■ Page:
....

This time, the model made it to about 55% in terms of training accuracy. Let's see what the test set score is.

In [None]:
# Evaluate the model on the test set
score_2 = model_2.evaluate(X_test, y_test, verbose=0)

# Display the Test Loss and Test Accuracy
print("Test Loss: {:.3f}".format(score_2[0]))
print("Test Accuracy: {:.3f}".format(score_2[1]))

Test Loss: 1.389
Test Accuracy: 0.507


A quick side-by-side comparison:

In [None]:
# Display the Test Loss and Test Accuracy for the two models
print("Baseline Model Test Loss: {:.3f}".format(score[0]))
print("Baseline Model Test Accuracy: {:.3f}".format(score[1]))
print("Model 2 Test Loss: {:.3f}".format(score_2[0]))
print("Model 2 Test Accuracy: {:.3f}".format(score_2[1]))

Baseline Model Test Loss: 1.489
Baseline Model Test Accuracy: 0.466
Model 2 Test Loss: 1.389
Model 2 Test Accuracy: 0.507


**For our third architecture** (or `model_3`), we'll try a much larger DNN to see whether added capacity improves accuracy on the CIFAR-10 dataset.

....

■ Challenges:
• a. In the CIFAR-10 model comparison, what test accuracy does model_2 reach?
• b. Rewrite everything in the CIFAR-10 model comparison from "This time, the" down to "model_2.evaluate(X_test, y_test, verbose=0)", replacing "training accuracy" with "train accuracy".
• c. Carry on writing the CIFAR-10 model comparison after its last sentence.

■ Data lines:
....

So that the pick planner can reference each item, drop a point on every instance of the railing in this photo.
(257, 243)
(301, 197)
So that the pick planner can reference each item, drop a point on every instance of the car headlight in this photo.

....

■ Answers to the exercise:
• a. 0.507

• b.
This time, the model made it to about 55% in terms of train accuracy. Let's see what the test set score is.

In [None]:
# Evaluate the model on the test set
score_2 = model_2.evaluate(X_test, y_test, verbose=0)

• c.
In [None]:
# Build the model
# Note: These dense layers are much bigger than the ones we used in 'model_2'
model_3 = Sequential([
    Input(shape=(32,32,3)),
    Flatten(),
    Dense(1024), Activation('relu'),
    Dense(1024), Activation('relu'),
    Dense(10),   Activation('softmax'),
])

# Compile the model
model_3.compile("adam", "categorical_crossentropy", metrics=["accuracy"])

# Check the model summary
model_3.summary()

This model is, indeed, huge! Over 4.2M parameters -- well over 4x the second model, which was slightly bigger than the first. And now we train.

In [None]:
# Train the third model
history_3 = model_3.fit(X_train, y_train, batch_size=128, epochs=20, verbose=1, validation_split = 0.1)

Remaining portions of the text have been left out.